JOB: Rewrite the stretch of items from the line containing "Does the image contain any chimney?" through the line containing "[785,322,950,336]", replacing "chimney" with "smokestack" and leaving everything else unchanged.

DATASET EXCERPTS:

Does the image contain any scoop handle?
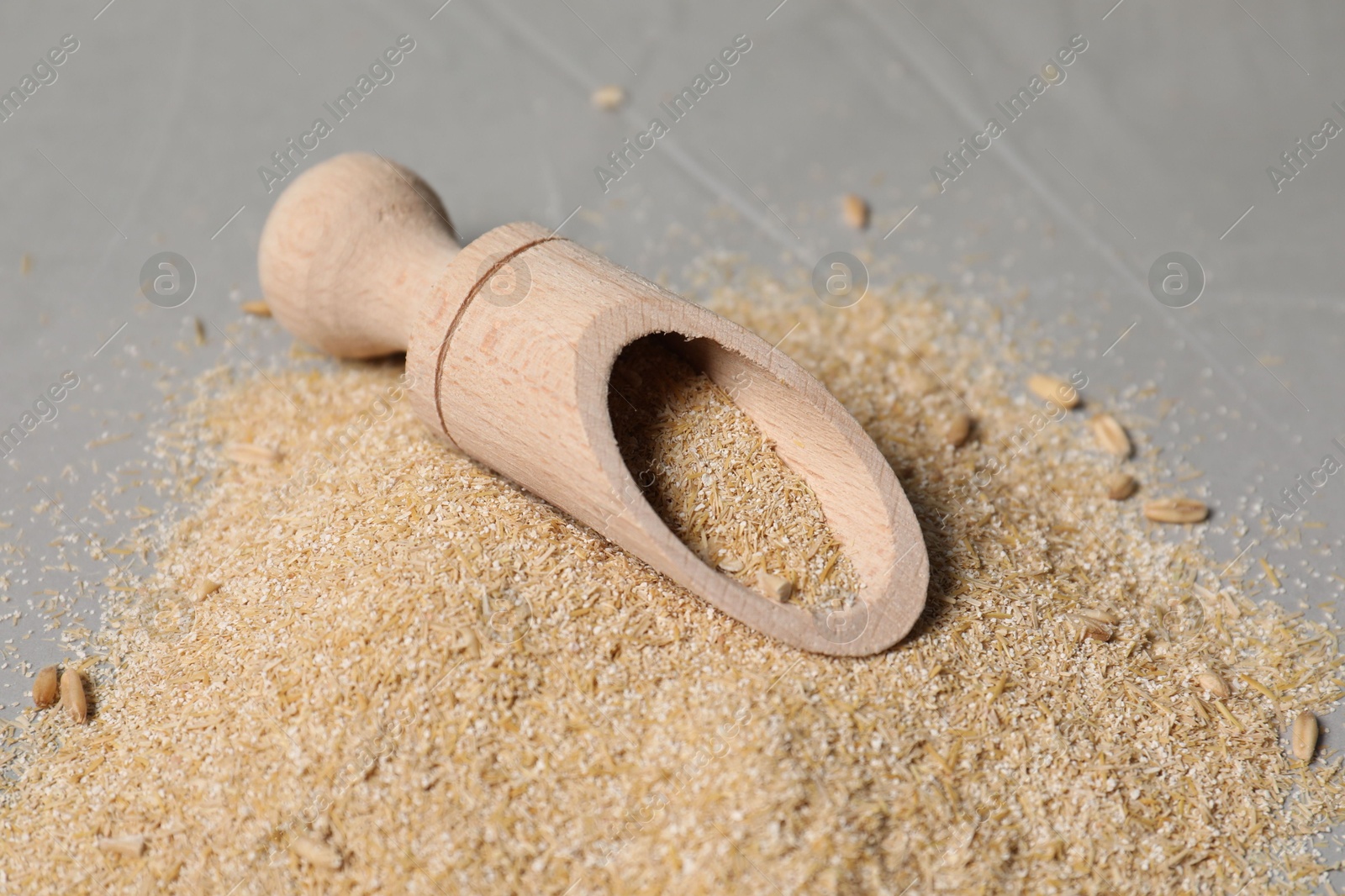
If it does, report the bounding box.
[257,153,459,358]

--

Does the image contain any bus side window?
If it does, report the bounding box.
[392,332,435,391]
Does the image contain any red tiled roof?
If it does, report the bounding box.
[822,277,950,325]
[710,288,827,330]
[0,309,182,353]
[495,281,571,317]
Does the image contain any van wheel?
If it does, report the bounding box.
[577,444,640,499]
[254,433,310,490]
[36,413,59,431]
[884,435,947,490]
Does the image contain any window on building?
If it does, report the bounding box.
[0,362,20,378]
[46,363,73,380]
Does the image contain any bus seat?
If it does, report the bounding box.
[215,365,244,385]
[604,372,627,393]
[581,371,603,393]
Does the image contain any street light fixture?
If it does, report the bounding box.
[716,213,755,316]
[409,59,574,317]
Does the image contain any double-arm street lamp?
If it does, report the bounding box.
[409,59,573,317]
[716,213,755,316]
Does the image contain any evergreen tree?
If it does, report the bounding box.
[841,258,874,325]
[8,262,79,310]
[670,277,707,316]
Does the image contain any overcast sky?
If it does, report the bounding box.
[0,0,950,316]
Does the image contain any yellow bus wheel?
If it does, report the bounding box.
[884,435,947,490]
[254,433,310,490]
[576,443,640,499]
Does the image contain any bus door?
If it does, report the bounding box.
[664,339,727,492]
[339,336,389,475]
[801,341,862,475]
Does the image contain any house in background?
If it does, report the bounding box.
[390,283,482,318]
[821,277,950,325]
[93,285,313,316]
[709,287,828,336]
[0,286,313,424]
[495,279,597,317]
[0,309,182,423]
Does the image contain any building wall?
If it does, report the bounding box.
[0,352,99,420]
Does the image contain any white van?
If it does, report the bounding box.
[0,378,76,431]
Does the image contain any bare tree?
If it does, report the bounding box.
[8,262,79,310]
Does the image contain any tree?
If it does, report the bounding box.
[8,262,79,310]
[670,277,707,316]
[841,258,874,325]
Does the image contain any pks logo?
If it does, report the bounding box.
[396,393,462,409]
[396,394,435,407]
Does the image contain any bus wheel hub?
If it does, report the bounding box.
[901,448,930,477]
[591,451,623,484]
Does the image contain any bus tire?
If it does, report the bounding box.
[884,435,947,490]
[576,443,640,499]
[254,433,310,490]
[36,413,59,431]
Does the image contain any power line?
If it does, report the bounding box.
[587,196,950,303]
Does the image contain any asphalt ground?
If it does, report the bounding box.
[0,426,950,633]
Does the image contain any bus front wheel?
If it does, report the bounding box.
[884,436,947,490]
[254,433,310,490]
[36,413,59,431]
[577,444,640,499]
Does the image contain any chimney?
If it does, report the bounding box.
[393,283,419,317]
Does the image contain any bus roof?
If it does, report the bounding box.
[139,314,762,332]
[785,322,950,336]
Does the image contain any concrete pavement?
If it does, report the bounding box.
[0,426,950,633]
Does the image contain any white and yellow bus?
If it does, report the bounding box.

--

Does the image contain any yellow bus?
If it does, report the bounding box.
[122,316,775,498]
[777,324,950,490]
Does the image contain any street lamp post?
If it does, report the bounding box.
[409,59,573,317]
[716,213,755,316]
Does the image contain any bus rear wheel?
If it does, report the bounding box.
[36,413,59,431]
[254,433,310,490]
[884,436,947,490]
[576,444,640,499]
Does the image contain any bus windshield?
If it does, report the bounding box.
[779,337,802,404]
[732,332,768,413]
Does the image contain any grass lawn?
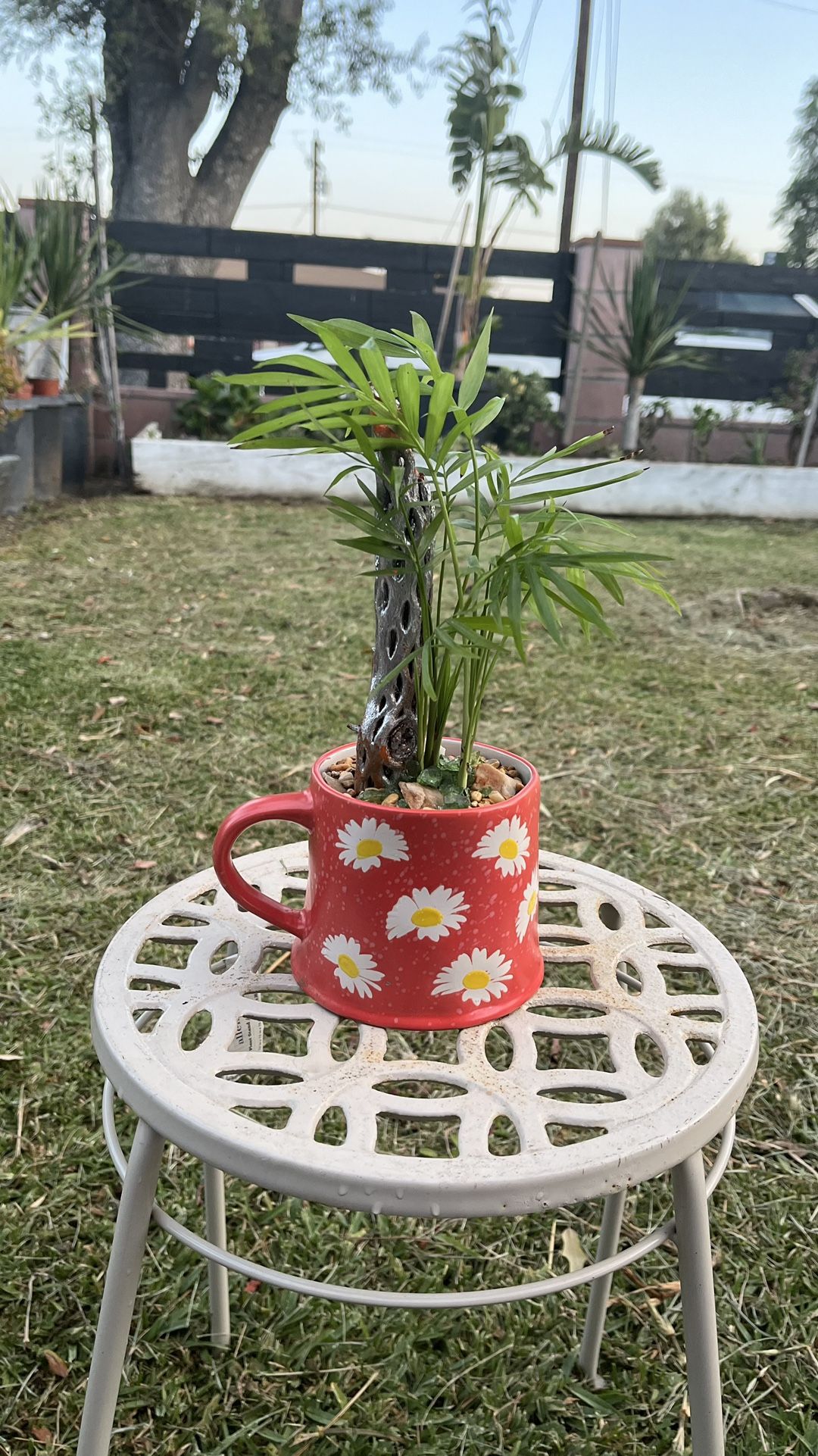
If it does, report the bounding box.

WRITTEN ANSWER:
Does the image contain any smokestack?
If it does, report the bounding box.
[393,283,419,317]
Does the image contain any bus roof?
If it does, report the bounding box.
[139,314,762,332]
[785,322,950,336]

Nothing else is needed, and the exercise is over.